Reproduce all of the records below line for line, leaving out the pictures.

◆ Input material:
________________

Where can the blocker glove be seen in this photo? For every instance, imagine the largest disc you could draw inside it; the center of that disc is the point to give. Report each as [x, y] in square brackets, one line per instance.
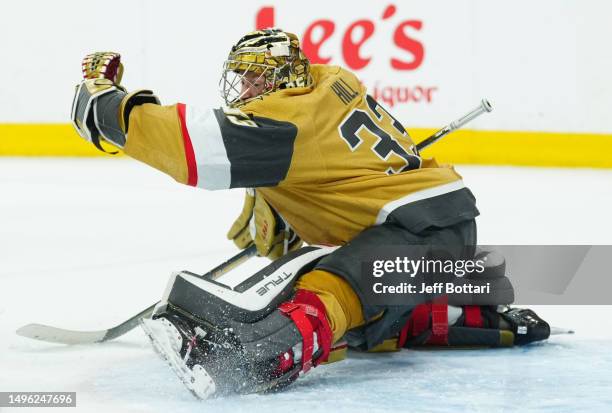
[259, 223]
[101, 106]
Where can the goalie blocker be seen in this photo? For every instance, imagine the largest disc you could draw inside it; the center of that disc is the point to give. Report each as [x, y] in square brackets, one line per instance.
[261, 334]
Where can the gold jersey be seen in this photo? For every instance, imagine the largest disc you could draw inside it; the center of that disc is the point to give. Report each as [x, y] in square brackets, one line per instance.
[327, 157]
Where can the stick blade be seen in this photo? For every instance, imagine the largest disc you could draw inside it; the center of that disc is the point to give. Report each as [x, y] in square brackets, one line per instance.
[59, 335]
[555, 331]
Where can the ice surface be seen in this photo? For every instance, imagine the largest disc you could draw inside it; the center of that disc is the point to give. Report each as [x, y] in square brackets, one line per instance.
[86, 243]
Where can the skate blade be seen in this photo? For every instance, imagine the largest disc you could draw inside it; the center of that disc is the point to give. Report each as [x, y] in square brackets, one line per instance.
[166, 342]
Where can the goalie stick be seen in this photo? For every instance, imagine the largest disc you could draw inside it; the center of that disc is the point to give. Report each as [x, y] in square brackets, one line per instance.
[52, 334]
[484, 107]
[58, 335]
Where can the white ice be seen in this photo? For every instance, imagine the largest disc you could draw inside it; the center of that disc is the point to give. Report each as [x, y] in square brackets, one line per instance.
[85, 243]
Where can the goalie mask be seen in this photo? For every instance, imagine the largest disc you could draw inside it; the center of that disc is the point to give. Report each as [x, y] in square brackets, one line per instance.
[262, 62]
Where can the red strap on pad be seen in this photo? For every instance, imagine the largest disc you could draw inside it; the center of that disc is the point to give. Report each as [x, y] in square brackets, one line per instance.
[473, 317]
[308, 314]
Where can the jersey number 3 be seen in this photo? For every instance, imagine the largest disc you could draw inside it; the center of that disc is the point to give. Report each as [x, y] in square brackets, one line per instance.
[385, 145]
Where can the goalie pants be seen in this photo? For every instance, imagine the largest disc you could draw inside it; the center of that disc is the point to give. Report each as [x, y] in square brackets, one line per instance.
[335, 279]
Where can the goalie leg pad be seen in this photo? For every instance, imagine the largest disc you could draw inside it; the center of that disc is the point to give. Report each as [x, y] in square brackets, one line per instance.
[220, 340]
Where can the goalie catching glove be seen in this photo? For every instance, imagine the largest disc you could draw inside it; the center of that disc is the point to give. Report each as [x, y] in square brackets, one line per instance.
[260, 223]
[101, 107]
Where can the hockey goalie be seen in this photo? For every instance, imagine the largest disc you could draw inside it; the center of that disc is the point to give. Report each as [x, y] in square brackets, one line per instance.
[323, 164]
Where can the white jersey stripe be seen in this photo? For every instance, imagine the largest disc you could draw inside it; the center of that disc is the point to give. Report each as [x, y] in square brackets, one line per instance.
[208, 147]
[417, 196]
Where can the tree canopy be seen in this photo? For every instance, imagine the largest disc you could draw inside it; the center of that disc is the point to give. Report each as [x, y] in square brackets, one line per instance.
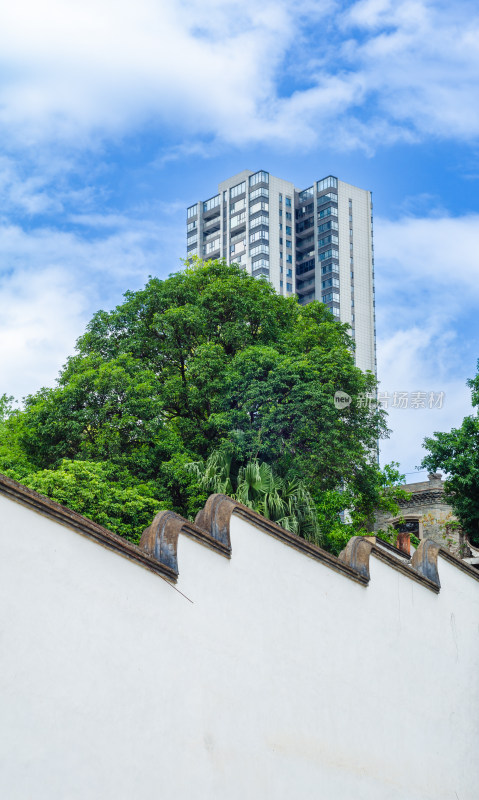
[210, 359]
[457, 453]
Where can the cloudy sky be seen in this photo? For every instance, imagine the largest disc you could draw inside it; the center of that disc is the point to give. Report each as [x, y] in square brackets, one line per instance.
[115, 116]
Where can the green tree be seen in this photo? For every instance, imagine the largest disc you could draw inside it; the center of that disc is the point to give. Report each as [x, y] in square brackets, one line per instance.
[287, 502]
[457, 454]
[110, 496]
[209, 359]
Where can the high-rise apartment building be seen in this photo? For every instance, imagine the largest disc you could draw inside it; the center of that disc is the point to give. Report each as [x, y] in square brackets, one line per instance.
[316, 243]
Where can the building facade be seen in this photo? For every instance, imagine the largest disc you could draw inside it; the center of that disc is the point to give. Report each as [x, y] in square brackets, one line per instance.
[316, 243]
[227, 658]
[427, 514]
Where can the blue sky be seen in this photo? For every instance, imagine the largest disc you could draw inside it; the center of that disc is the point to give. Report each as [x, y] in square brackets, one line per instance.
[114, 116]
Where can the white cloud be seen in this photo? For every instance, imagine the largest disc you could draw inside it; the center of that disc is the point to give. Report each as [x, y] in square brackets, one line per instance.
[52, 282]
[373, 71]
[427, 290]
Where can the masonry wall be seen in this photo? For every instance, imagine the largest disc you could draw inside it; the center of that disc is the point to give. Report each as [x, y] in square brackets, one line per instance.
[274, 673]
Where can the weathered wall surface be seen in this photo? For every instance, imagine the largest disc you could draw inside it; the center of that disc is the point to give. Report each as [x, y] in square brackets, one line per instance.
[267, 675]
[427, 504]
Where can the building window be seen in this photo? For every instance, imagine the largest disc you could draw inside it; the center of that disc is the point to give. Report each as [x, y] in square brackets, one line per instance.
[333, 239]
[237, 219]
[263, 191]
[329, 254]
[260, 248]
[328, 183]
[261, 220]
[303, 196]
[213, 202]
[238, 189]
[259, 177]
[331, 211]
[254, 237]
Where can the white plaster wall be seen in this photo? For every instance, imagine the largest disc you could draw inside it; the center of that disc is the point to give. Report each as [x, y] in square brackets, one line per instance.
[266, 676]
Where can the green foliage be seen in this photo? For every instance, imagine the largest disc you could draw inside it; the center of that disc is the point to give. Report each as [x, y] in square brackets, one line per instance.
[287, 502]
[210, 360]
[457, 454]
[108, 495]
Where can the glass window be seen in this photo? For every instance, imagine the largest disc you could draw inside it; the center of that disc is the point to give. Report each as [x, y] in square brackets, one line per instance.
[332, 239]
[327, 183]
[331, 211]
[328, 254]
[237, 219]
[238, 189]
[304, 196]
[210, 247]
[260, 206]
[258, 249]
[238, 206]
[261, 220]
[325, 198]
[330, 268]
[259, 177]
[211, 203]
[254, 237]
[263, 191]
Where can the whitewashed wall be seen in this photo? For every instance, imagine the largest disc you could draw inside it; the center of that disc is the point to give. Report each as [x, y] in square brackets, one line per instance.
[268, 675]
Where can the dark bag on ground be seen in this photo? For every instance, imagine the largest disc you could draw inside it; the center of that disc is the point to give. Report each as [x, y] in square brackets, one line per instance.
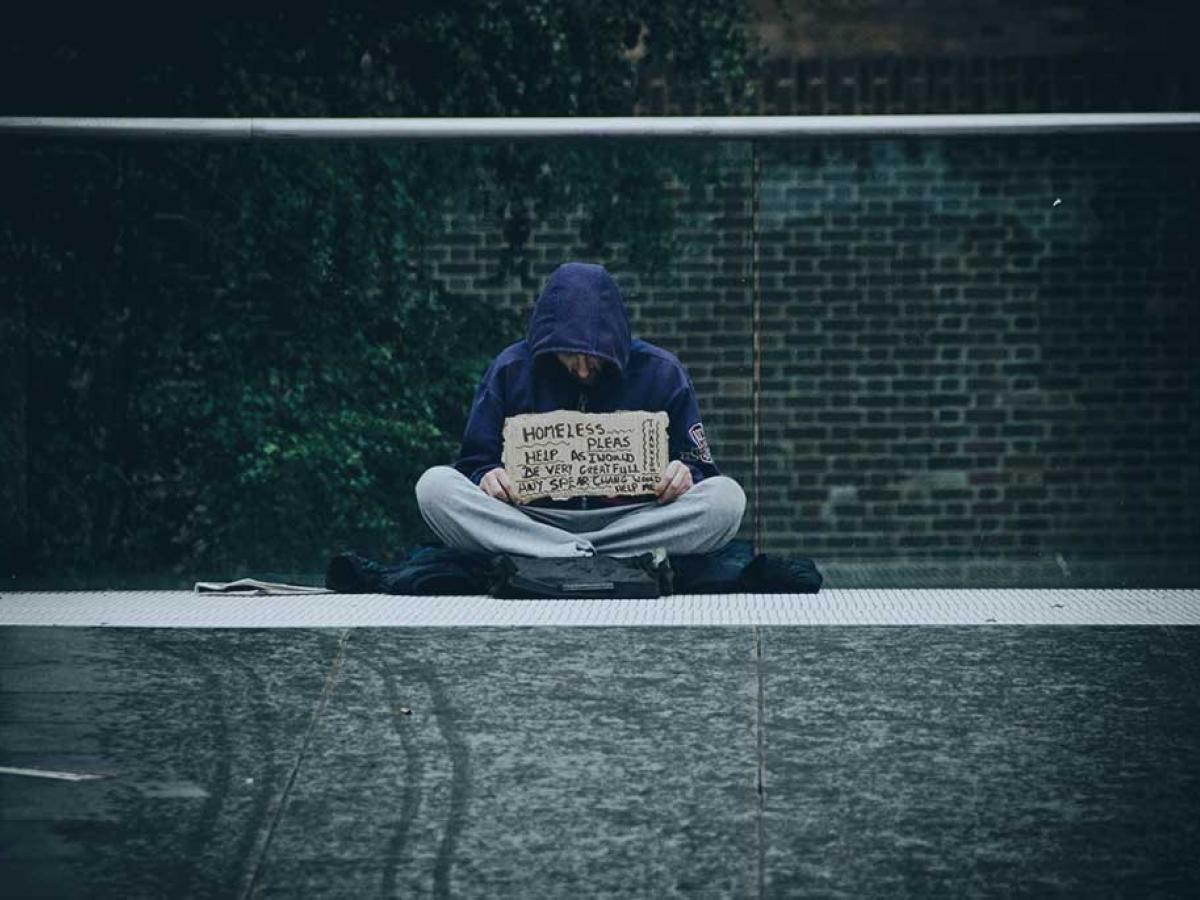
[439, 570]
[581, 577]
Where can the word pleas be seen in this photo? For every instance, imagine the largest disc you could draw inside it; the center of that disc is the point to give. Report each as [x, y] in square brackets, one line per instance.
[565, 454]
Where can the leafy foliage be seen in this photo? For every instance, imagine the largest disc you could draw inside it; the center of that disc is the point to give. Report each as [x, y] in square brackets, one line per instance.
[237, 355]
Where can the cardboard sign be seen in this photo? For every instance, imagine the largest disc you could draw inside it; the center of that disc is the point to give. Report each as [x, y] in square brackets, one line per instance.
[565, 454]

________________

◆ Answer:
Where can the blocker glove be seen in this photo? For every instance, imagine the largest disc you could draw inside it; the center of that disc is the point to give. Report each as [x, y] in square brackets, one line per instance.
[259, 223]
[101, 106]
Where can the goalie blocker be seen in this photo? For every instance, imagine the largest disc you could draw inside it; the center of that disc is the point to give. Report each as [x, y] in square brackets, one line per instance.
[261, 334]
Where can the gold jersey be seen in this photo? For every instance, imagine the largest disc you could draw inside it; the center of that disc is the point to give. Report each as [x, y] in square brackets, one line per instance.
[327, 157]
Where can the stick blade be seen in this photo? For every instance, imagine the largest disc you could draw inside it; the center of that disc is the point to give. Report each as [x, y] in square brackets, one line per instance.
[59, 335]
[555, 331]
Where can the ice surface be seen in this photo? For every instance, imagine the largest disc you could draw inside it; the center of that disc is the point to give. Report each as [x, y] in square brackets, one line per instance.
[86, 243]
Where can the skate blade be seen in this photo? For every instance, imagine the largest disc you could draw inside it; the center of that disc is the point to give. Report each as [x, y] in square brackets, one line per instance.
[166, 342]
Where can the goalie stick be seen in this photo? For every instance, imagine the largest disc you could draw inside it; the center of that disc is the point to give. Report each as [x, y] in square brackets, one line per instance.
[52, 334]
[484, 107]
[58, 335]
Where can the white ice be seen in this photo? For every instance, imagine the largest disc you could draw inside it; the center of that disc is the point to give. Report each as [x, y] in square brackets, one line per instance.
[85, 243]
Where can the goalie mask be seen in this photo? For every instance, imagine the largest disc you could draw inside it; the center of that disc is the point to give. Report each as [x, y] in square brackets, one line per instance.
[262, 62]
Where can the red strap on pad be seen in this photo? For every instance, imagine the largest disc you could draw inside it; the center of that disc is the point to give. Report each as [x, y] in square brackets, one line per instance.
[473, 317]
[308, 314]
Where can the jersey number 3 be seen in this photo? For every instance, imagine the largest disc you could draw inside it; the center of that disc is the point to give. Report each as [x, y] in square brackets, one line per instance.
[385, 145]
Where can the goalie pants be seen in this photo? For every instance, imagine the largest disc you could draw inside it; the center of that disc is the point to give. Report each as [x, y] in square brackets, one line per instance.
[335, 279]
Where can the goalie leg pad be seen in this photo? For every instance, imagine the largest disc you could draw inside it; the center of that disc is the point to give. Report each as [x, y] in square brackets, one line per instance.
[220, 340]
Where can the goalie catching glove be seen in this photo? For every instance, imagine the largest disc you could draw inside it; the center of that disc is the point to give. Report each as [x, y] in square brackets, one line per instance.
[260, 223]
[101, 107]
Where can the hockey goalie be seen in this photo? For every instance, imagine the largest disc you could draw inside it; the center of that disc is the point to give. Report each as [x, y] in square brackets, one line per instance.
[323, 164]
Where can the white jersey stripe be seen in this photo? For every instance, imagine the largest disc you could draw inside it; the center of that disc is the point to give. Report each as [x, y] in square brackets, one line per instance.
[208, 147]
[417, 196]
Where can the tree canopy be seen in this photo? For every instance, imagine the largest disc you could draw inside it; the center of that disc is the point to give. Report each as [x, y] in square brackets, one line per instance.
[210, 359]
[457, 453]
Where can the cloudy sky be seen in this photo? For every instance, imagine the largest disc you could draw inside it; the center of that disc is the point to give. Report each as [x, y] in square brackets, one line per instance.
[115, 116]
Where can the green tree be seen in this photo? For every instance, imagine the largest disc you could draw inside it; the center of that disc is the point to give. Report each as [x, y] in square brackets, one line per instance.
[287, 502]
[457, 454]
[110, 496]
[209, 359]
Where can the high-rise apartment building be seen in this photo? For every instance, imagine the largest disc you could draw inside it; the center of that disc is the point to give. Report each as [x, y] in square brackets, one line per instance.
[316, 243]
Where can the building facade be seen in this photo? For every instance, imagine the largest disc you could draw inside it; the center of that disc is the point to give. Report each as [x, y] in square brackets, one line per instance.
[316, 243]
[227, 658]
[427, 514]
Where can the blue sky be seen in this photo? For every instance, imagine the largest disc you could draw inside it; the center of that disc is the point to give. Report each as [x, y] in square brackets, one line per instance.
[114, 116]
Where can the white cloud be seen in this photo? For every instance, imagine the largest disc you could draw inside it; the center of that disc is the point to give. Report each as [x, y] in square brackets, one line per instance.
[52, 282]
[373, 71]
[427, 290]
Where can the masonry wall be seen in this photo? For every instance, imagine the largest disc you could draw inside it; the center of that disc is the point to give. Report each as [x, y] in square brackets, one line per instance.
[274, 673]
Where can the weathered wall surface be seen in this photo? For every instance, imagine the largest disc you could draw inside it; the center of that disc is the point to give. Report each as [x, y] in square brackets, one line per instance.
[267, 675]
[427, 504]
Where can the building window be seen in this photo? For every instance, imagine the largest disc you could draw inside it; the center of that disc is the point to give. Report each as [x, y] in square brackets, one line per instance.
[333, 239]
[237, 219]
[263, 191]
[329, 254]
[260, 248]
[328, 183]
[261, 220]
[303, 196]
[213, 202]
[238, 189]
[259, 177]
[331, 211]
[254, 237]
Where can the white plaster wall be seen in this photo? For every instance, imagine the largest disc you could draw inside it; the center of that disc is the point to give. Report each as [x, y] in square brackets, one line per instance.
[266, 676]
Where can the green foliage be seen in this photo? For every instance, imagine the largest disc you could draw inside it; the center of that disc is the point to give. Report each as [x, y] in square brackets, one line per instance.
[287, 502]
[210, 360]
[457, 454]
[108, 495]
Where can the glass window be seen in this photo? For every instance, imagine the largest disc you could draw inside it; the center of that disc is the point to give. Report each as [x, y] in square brackets, one line per instance.
[332, 239]
[327, 183]
[331, 211]
[328, 254]
[237, 219]
[238, 189]
[304, 196]
[210, 247]
[260, 206]
[258, 249]
[238, 206]
[261, 220]
[325, 198]
[330, 268]
[259, 177]
[211, 203]
[254, 237]
[263, 191]
Where can the whitewashed wall be seen in this photo? For every instance, imagine the largest disc you could draw inside it; the center of that disc is the point to give. Report each as [x, y] in square brackets, one line per instance.
[268, 675]
Where can the dark bag on ground be seen in this photo? For every instance, imagine the largest disc you could draw inside it; the center of that disc is the point to give. Report each as [x, y] in square brackets, one line per instance.
[439, 570]
[581, 577]
Where can the word pleas be seen in this photo? For every instance, imagine the largest disc you could draw inside it; the center of that disc is the point to give. Report each as [x, y] in square brackets, one line per instance.
[565, 454]
Where can the leafy foliage be seen in this photo? For every instance, imagine the largest disc you could draw inside it; the center of that disc is the point to give. Report each as [x, y] in square brackets, one line per instance.
[237, 355]
Where can the cardboard sign be seen in this photo? For every instance, imagine the largest disc you could draw inside it; the center of that disc is the point to give. Report each as [x, y] in square brackets, one line per instance.
[565, 454]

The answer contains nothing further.